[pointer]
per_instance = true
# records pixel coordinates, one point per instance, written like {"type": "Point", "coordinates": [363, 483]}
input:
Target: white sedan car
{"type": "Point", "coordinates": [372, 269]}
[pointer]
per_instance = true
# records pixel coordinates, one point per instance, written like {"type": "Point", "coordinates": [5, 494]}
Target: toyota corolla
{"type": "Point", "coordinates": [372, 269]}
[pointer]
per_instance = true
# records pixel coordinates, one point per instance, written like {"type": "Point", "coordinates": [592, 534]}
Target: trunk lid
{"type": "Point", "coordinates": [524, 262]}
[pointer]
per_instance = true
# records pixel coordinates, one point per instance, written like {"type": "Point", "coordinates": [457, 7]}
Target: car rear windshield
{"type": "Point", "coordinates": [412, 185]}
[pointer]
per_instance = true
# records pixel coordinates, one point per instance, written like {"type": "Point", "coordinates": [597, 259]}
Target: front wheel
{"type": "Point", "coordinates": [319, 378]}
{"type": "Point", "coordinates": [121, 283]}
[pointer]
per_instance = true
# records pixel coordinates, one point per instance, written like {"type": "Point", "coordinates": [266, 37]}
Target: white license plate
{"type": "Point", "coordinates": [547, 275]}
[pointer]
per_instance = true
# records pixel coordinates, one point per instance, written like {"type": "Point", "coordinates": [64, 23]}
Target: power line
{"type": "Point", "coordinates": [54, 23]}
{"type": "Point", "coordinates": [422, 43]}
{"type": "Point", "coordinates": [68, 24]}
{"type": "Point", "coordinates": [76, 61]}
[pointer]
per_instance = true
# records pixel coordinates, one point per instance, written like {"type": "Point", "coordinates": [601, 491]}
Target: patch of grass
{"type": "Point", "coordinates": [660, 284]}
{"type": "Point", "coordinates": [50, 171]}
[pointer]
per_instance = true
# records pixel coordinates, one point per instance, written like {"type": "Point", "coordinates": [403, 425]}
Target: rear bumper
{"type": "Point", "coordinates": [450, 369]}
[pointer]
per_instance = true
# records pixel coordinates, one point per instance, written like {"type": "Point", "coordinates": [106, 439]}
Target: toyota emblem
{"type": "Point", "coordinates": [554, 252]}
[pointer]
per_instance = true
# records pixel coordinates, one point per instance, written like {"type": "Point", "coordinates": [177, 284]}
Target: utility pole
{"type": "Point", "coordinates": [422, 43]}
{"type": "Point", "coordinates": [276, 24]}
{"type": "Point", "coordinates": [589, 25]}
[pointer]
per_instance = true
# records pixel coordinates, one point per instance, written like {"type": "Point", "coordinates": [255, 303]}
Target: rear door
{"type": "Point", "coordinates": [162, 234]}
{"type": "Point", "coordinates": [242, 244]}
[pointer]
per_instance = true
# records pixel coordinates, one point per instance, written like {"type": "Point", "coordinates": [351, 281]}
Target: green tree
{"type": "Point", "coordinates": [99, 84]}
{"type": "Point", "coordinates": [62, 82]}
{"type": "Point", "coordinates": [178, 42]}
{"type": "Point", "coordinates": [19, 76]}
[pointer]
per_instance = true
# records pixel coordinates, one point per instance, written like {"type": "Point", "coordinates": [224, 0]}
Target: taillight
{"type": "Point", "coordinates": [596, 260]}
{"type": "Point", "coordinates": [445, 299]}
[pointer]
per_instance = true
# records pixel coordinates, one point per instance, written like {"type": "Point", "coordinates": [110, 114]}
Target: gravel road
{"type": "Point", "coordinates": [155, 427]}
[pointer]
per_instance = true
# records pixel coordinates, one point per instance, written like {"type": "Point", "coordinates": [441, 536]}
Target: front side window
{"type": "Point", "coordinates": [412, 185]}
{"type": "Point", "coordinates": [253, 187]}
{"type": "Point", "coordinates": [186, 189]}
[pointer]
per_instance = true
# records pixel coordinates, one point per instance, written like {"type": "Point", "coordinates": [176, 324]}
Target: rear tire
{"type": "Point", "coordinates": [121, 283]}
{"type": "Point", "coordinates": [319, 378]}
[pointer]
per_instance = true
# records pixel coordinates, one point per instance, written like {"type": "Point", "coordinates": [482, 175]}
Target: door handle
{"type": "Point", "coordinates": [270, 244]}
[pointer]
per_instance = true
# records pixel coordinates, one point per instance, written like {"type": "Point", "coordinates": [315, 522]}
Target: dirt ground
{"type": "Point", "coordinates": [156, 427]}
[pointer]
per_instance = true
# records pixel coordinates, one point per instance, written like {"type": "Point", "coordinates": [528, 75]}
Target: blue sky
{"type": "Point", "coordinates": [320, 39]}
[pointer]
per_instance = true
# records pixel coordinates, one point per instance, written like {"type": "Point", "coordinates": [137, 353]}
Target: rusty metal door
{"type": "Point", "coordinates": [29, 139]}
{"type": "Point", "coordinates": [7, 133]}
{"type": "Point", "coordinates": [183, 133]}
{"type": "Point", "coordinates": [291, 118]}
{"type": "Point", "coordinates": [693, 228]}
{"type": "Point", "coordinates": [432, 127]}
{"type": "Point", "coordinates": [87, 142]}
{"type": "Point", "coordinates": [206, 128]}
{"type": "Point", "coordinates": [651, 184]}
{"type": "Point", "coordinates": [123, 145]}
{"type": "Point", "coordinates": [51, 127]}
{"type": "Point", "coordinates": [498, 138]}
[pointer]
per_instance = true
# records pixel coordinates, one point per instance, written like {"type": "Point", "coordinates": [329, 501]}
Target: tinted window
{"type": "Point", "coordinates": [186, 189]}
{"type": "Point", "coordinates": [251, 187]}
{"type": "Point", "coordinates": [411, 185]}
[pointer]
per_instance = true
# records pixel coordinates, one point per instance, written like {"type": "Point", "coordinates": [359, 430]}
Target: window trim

_ _ _ _

**What to produce**: Repeat the entries exactly, leaving nothing out.

**Output for this task**:
[pointer]
per_instance = true
# records pixel coordinates, one point per instance, written like {"type": "Point", "coordinates": [363, 483]}
input:
Target: white sedan car
{"type": "Point", "coordinates": [372, 269]}
[pointer]
per_instance = true
# records pixel coordinates, one point per instance, written like {"type": "Point", "coordinates": [5, 494]}
Target: toyota corolla
{"type": "Point", "coordinates": [372, 269]}
[pointer]
per_instance = true
# records pixel coordinates, one point per instance, written like {"type": "Point", "coordinates": [592, 534]}
Target: trunk lid
{"type": "Point", "coordinates": [524, 262]}
[pointer]
per_instance = true
# records pixel coordinates, one point per instance, written like {"type": "Point", "coordinates": [457, 7]}
Target: car rear windshield
{"type": "Point", "coordinates": [412, 185]}
[pointer]
per_instance = true
# records pixel coordinates, one point per instance, written like {"type": "Point", "coordinates": [597, 259]}
Target: front wheel
{"type": "Point", "coordinates": [319, 378]}
{"type": "Point", "coordinates": [121, 283]}
[pointer]
per_instance = true
# records pixel coordinates, one point per instance, written like {"type": "Point", "coordinates": [266, 37]}
Target: white license plate
{"type": "Point", "coordinates": [547, 275]}
[pointer]
per_instance = true
# records pixel coordinates, one point per instance, written like {"type": "Point", "coordinates": [64, 23]}
Target: power line
{"type": "Point", "coordinates": [54, 23]}
{"type": "Point", "coordinates": [422, 43]}
{"type": "Point", "coordinates": [68, 24]}
{"type": "Point", "coordinates": [76, 61]}
[pointer]
per_instance = true
# records pixel coordinates, one point per instance, written like {"type": "Point", "coordinates": [601, 491]}
Target: patch of grass
{"type": "Point", "coordinates": [660, 284]}
{"type": "Point", "coordinates": [50, 171]}
[pointer]
per_instance = true
# records pixel coordinates, one point per instance, written like {"type": "Point", "coordinates": [403, 425]}
Target: rear bumper
{"type": "Point", "coordinates": [450, 369]}
[pointer]
per_instance = true
# records pixel coordinates, one point per instance, written like {"type": "Point", "coordinates": [106, 439]}
Target: toyota emblem
{"type": "Point", "coordinates": [554, 252]}
[pointer]
per_instance = true
# records pixel coordinates, one point per instance, written like {"type": "Point", "coordinates": [177, 284]}
Target: utility pole
{"type": "Point", "coordinates": [422, 43]}
{"type": "Point", "coordinates": [276, 24]}
{"type": "Point", "coordinates": [589, 25]}
[pointer]
per_instance = true
# records pixel coordinates, one point per instance, written like {"type": "Point", "coordinates": [255, 303]}
Target: rear door
{"type": "Point", "coordinates": [162, 234]}
{"type": "Point", "coordinates": [242, 244]}
[pointer]
per_instance = true
# records pixel coordinates, one point per instance, written like {"type": "Point", "coordinates": [351, 281]}
Target: green tree
{"type": "Point", "coordinates": [99, 84]}
{"type": "Point", "coordinates": [62, 82]}
{"type": "Point", "coordinates": [178, 42]}
{"type": "Point", "coordinates": [19, 76]}
[pointer]
per_instance = true
# records pixel coordinates, one point per instance, written like {"type": "Point", "coordinates": [224, 0]}
Target: taillight
{"type": "Point", "coordinates": [596, 260]}
{"type": "Point", "coordinates": [445, 299]}
[pointer]
per_instance = true
# records pixel coordinates, one point per instance, written like {"type": "Point", "coordinates": [110, 114]}
Target: gravel road
{"type": "Point", "coordinates": [155, 427]}
[pointer]
per_instance = true
# records pixel coordinates, one point per instance, written like {"type": "Point", "coordinates": [441, 536]}
Target: front side window
{"type": "Point", "coordinates": [412, 185]}
{"type": "Point", "coordinates": [253, 187]}
{"type": "Point", "coordinates": [186, 189]}
[pointer]
per_instance = true
# records pixel coordinates, one point per instance, written like {"type": "Point", "coordinates": [176, 324]}
Target: rear tire
{"type": "Point", "coordinates": [121, 283]}
{"type": "Point", "coordinates": [319, 378]}
[pointer]
per_instance = true
# records pixel coordinates, one point per instance, written like {"type": "Point", "coordinates": [482, 175]}
Target: door handle
{"type": "Point", "coordinates": [270, 244]}
[pointer]
per_instance = true
# records pixel coordinates, one point per instance, written like {"type": "Point", "coordinates": [315, 522]}
Target: dirt ground
{"type": "Point", "coordinates": [156, 427]}
[pointer]
per_instance = true
# records pixel coordinates, one point per instance, written like {"type": "Point", "coordinates": [528, 75]}
Target: blue sky
{"type": "Point", "coordinates": [320, 39]}
[pointer]
per_instance = true
# records pixel coordinates, one point per instance, written like {"type": "Point", "coordinates": [137, 353]}
Target: rusty metal door
{"type": "Point", "coordinates": [29, 139]}
{"type": "Point", "coordinates": [7, 133]}
{"type": "Point", "coordinates": [183, 133]}
{"type": "Point", "coordinates": [291, 118]}
{"type": "Point", "coordinates": [693, 228]}
{"type": "Point", "coordinates": [432, 127]}
{"type": "Point", "coordinates": [87, 142]}
{"type": "Point", "coordinates": [206, 128]}
{"type": "Point", "coordinates": [651, 184]}
{"type": "Point", "coordinates": [123, 145]}
{"type": "Point", "coordinates": [51, 127]}
{"type": "Point", "coordinates": [498, 138]}
[pointer]
per_instance = true
# records pixel coordinates, one point per instance, written like {"type": "Point", "coordinates": [329, 501]}
Target: tinted window
{"type": "Point", "coordinates": [186, 189]}
{"type": "Point", "coordinates": [251, 187]}
{"type": "Point", "coordinates": [411, 185]}
[pointer]
per_instance = true
# records pixel coordinates, one point per instance, written like {"type": "Point", "coordinates": [359, 430]}
Target: window trim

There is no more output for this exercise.